**Short problem**
Please pull out every line in the items below that contains the word "when" and copy each one unchanged.

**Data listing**
● ● ●
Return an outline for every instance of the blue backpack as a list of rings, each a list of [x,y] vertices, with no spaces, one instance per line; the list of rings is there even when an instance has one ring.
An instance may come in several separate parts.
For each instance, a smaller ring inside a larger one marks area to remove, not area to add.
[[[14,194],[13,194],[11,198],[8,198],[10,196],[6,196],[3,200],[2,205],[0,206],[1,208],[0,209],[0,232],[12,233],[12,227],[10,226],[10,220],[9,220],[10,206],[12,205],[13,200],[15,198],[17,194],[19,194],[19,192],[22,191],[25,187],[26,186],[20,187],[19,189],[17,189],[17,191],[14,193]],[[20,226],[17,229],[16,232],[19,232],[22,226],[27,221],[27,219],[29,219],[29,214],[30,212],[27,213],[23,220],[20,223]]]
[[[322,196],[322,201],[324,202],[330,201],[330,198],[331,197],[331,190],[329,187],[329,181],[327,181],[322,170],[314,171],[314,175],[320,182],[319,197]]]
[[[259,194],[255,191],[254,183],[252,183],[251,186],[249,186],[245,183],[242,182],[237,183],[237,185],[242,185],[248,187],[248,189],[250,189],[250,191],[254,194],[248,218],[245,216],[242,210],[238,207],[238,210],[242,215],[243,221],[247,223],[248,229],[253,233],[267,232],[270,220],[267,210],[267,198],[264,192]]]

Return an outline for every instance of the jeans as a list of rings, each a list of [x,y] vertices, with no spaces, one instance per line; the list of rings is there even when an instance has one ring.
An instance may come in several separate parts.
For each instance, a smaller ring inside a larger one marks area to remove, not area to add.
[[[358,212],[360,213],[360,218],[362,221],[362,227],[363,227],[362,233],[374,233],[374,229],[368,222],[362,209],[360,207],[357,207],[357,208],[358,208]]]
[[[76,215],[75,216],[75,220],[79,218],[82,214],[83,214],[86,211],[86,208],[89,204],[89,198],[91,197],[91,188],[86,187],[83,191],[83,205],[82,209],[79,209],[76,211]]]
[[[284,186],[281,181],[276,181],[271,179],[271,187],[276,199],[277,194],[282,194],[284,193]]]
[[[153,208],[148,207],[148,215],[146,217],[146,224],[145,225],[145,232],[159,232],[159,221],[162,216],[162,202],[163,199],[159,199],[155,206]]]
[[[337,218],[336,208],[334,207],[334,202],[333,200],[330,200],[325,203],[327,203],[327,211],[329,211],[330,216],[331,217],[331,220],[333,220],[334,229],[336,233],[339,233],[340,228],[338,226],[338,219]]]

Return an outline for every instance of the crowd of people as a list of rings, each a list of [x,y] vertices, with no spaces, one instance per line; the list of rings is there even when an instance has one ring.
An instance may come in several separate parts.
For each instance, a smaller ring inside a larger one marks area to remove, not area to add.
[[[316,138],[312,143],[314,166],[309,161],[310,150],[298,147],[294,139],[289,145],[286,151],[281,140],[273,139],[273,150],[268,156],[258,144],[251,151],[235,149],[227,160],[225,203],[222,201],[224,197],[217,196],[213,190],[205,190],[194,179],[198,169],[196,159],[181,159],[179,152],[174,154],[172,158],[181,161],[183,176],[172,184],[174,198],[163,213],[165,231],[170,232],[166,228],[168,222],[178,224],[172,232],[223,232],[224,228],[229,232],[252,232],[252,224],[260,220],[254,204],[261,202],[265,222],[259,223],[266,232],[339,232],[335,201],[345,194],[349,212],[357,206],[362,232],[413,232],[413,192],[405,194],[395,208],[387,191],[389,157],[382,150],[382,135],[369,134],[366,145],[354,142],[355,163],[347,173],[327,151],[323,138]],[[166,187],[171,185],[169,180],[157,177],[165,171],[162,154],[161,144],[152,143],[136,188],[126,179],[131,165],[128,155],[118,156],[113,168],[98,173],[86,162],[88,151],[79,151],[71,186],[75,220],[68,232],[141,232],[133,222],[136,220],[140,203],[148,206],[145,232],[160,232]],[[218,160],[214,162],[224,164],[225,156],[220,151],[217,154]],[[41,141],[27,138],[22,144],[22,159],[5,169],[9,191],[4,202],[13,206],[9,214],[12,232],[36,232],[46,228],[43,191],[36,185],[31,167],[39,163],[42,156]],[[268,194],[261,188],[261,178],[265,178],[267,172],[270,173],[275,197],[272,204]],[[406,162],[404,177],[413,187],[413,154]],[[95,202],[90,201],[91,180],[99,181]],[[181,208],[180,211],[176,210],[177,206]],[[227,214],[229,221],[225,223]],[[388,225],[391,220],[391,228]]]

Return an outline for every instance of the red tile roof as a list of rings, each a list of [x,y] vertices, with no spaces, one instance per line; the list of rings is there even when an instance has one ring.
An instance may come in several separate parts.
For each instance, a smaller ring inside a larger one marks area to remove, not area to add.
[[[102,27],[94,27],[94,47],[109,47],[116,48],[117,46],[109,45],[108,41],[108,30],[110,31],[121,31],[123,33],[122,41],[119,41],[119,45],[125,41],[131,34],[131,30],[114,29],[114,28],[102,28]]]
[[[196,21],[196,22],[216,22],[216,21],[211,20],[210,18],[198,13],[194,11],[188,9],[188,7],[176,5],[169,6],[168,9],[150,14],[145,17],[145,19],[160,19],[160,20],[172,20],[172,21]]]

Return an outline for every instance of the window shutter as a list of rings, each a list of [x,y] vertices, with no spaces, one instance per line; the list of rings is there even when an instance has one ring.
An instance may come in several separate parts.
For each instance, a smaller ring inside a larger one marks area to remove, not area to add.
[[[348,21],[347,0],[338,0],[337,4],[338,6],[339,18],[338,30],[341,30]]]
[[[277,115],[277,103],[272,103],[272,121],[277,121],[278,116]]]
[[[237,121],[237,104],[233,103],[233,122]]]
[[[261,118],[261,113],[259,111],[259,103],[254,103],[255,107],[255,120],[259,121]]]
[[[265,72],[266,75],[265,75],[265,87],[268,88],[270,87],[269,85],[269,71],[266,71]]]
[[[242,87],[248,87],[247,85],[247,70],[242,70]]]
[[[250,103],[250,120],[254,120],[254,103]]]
● ● ●
**Output of the task**
Return an outline for every instance of the blue backpack as a list of rings, each a list of [x,y] vertices, with no spaces, one instance per line; the list of rings is there even when an instance has one ring.
Return an outline for every instance of the jeans as a list of rings, each a list of [x,y] vertices, with no spaces, one instance per line; the list of rings is there even when an instance has one ring.
Return an outline for every instance of the crowd of people as a list of rings, each a list of [x,y] vertices, with no spaces, one instance per line; the list of rings is there even when an instance has one ring.
Return an outline for every instance of the red tile roof as a list of rings, each a list of [x,y] vertices, with no spaces, one instance per line; the list of rings is there even when an instance has one ring.
Return an outline for every instance of the window shutter as a list of rings, each a list of [x,y] vertices, with no spaces, one instance per line; the list of rings is there even when an instance has one ring.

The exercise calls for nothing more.